Referring expression data:

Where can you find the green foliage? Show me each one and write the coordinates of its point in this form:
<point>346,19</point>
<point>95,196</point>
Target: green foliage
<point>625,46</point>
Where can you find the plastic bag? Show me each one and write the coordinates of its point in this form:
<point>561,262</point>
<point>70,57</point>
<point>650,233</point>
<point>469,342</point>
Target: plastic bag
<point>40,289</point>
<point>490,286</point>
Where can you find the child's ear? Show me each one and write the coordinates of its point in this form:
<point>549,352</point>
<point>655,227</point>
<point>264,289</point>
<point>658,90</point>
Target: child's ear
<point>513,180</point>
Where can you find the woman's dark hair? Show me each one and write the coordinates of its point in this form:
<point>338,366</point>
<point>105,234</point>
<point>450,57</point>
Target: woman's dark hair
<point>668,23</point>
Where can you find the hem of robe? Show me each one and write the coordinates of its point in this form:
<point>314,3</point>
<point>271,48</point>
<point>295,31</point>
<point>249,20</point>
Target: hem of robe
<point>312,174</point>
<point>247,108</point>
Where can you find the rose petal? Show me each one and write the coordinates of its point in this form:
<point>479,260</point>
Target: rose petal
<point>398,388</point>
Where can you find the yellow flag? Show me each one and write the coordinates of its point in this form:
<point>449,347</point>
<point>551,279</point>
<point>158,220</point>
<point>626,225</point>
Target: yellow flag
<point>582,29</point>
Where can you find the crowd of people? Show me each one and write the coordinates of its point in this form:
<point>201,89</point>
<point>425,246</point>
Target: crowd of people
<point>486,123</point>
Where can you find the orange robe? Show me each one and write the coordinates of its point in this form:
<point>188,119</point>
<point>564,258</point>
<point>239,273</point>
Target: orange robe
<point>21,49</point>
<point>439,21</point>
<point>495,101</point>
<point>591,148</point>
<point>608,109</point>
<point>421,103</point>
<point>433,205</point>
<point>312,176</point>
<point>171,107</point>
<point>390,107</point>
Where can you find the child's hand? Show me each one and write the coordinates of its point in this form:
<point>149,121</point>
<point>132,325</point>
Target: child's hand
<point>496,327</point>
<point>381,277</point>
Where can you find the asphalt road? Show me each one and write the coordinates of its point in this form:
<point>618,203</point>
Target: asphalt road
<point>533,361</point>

_Task description_
Copy the entries word for word. Start at the first line and end with the line containing "<point>551,279</point>".

_Response below_
Where can you find the green foliage? Show me each one and write the coordinates of its point in this form:
<point>346,19</point>
<point>95,196</point>
Target: green foliage
<point>625,46</point>
Where can you find the plastic bag? Show me each one and write the coordinates of its point in this form:
<point>561,262</point>
<point>70,57</point>
<point>650,233</point>
<point>469,342</point>
Target: plastic bag
<point>40,289</point>
<point>490,286</point>
Where can you find the child's ear? Show me each one and write the coordinates of its point in this form:
<point>549,352</point>
<point>655,227</point>
<point>264,289</point>
<point>658,90</point>
Target: child's ear
<point>513,180</point>
Where can you find the woman's dark hair? Show me each one and write the coordinates of its point in this form:
<point>338,366</point>
<point>105,234</point>
<point>450,57</point>
Target: woman's dark hair
<point>668,23</point>
Where can you find the hem of robe? Show me each one and write the coordinates of its point in this form:
<point>314,3</point>
<point>271,48</point>
<point>295,31</point>
<point>249,20</point>
Target: hem of robe
<point>312,174</point>
<point>247,108</point>
Where can you find the rose petal? Show me each one and write the coordinates of its point in this form:
<point>479,260</point>
Target: rose petal
<point>398,388</point>
Where can you find the yellow flag? Show me each one and write the coordinates of its point in this form:
<point>449,347</point>
<point>551,279</point>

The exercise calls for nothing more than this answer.